__Task goal__: Go through the material line by line and copy each one with the word "gerbera".

═════ Available data ═════

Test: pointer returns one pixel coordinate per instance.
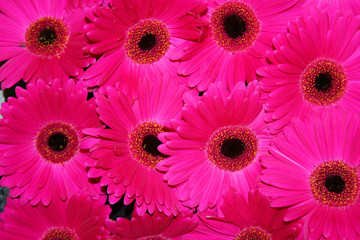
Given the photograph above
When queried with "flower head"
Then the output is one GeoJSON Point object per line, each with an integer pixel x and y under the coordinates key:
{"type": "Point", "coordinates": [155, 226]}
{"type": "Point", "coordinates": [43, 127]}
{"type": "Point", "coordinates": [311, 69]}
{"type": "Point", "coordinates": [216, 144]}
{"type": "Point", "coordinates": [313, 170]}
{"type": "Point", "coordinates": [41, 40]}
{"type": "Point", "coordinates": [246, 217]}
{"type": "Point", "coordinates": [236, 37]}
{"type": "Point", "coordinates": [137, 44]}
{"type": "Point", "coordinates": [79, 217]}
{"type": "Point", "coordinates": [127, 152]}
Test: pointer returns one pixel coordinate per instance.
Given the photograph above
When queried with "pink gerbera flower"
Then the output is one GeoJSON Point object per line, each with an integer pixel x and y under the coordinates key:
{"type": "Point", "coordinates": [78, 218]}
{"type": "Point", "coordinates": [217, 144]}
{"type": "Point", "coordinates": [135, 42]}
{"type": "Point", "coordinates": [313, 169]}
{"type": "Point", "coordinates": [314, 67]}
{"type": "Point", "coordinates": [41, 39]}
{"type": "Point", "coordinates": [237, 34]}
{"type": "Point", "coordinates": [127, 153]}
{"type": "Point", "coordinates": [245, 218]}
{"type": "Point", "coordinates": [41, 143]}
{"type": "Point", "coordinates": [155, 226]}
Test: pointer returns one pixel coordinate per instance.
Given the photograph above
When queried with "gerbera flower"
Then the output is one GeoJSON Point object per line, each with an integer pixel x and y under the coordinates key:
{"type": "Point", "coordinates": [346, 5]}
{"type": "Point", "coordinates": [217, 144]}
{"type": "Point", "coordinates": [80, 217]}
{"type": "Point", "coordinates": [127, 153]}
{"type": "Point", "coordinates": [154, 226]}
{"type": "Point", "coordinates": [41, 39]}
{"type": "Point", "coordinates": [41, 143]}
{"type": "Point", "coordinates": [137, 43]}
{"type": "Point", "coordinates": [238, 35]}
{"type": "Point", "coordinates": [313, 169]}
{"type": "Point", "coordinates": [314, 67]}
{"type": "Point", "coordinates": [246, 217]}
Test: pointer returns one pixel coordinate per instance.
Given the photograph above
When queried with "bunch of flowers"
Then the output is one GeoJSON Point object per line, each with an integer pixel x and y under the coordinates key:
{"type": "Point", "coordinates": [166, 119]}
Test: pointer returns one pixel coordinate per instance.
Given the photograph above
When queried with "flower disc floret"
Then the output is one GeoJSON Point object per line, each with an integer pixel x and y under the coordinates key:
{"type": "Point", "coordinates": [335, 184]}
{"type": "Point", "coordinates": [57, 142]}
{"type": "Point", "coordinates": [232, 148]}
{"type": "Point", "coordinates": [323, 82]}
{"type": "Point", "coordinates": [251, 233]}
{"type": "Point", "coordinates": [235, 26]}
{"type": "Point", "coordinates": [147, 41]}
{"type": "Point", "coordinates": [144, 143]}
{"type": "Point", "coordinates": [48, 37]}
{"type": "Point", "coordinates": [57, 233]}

═════
═════ Available data ═════

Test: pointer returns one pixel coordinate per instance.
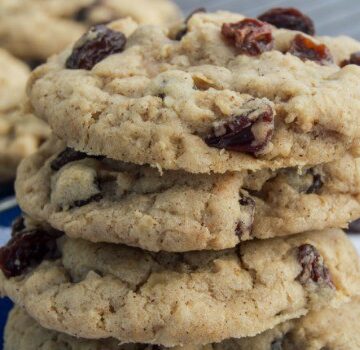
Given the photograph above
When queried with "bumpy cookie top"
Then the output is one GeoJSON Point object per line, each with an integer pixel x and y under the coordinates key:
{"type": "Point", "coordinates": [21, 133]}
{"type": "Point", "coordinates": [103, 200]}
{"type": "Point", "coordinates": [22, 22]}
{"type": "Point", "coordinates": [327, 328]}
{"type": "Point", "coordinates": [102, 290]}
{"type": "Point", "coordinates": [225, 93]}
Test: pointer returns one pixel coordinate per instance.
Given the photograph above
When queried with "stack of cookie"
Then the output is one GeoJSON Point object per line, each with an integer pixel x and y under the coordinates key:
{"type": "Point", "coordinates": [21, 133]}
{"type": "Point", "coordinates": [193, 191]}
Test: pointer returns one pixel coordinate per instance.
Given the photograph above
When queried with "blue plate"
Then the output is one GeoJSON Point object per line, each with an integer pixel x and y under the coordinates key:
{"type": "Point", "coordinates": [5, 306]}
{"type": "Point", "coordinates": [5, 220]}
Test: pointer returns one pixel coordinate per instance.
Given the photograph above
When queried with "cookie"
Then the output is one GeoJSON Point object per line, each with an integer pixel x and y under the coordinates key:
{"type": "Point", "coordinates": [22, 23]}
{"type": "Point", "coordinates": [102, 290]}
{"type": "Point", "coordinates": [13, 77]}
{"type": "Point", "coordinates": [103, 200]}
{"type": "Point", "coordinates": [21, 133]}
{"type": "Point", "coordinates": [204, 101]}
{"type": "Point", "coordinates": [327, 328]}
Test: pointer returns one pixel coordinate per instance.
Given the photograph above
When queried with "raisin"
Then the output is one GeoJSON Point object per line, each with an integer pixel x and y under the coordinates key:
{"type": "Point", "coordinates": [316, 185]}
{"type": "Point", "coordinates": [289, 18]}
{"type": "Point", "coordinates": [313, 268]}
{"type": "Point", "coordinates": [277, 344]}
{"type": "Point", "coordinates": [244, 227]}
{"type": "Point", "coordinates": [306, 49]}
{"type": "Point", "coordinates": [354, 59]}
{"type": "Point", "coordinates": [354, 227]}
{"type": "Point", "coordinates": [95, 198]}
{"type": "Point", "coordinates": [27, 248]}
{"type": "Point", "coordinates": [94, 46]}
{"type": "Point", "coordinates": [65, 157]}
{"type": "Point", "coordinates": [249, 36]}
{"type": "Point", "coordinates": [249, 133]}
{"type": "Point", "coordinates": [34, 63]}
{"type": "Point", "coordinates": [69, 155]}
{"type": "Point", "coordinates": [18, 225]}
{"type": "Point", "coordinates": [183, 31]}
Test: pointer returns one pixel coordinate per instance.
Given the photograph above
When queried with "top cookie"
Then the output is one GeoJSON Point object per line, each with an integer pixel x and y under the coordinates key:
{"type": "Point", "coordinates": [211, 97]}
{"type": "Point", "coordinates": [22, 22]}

═════

__Answer to this problem__:
When queried with "pink gerbera flower"
When queried with "gerbera flower"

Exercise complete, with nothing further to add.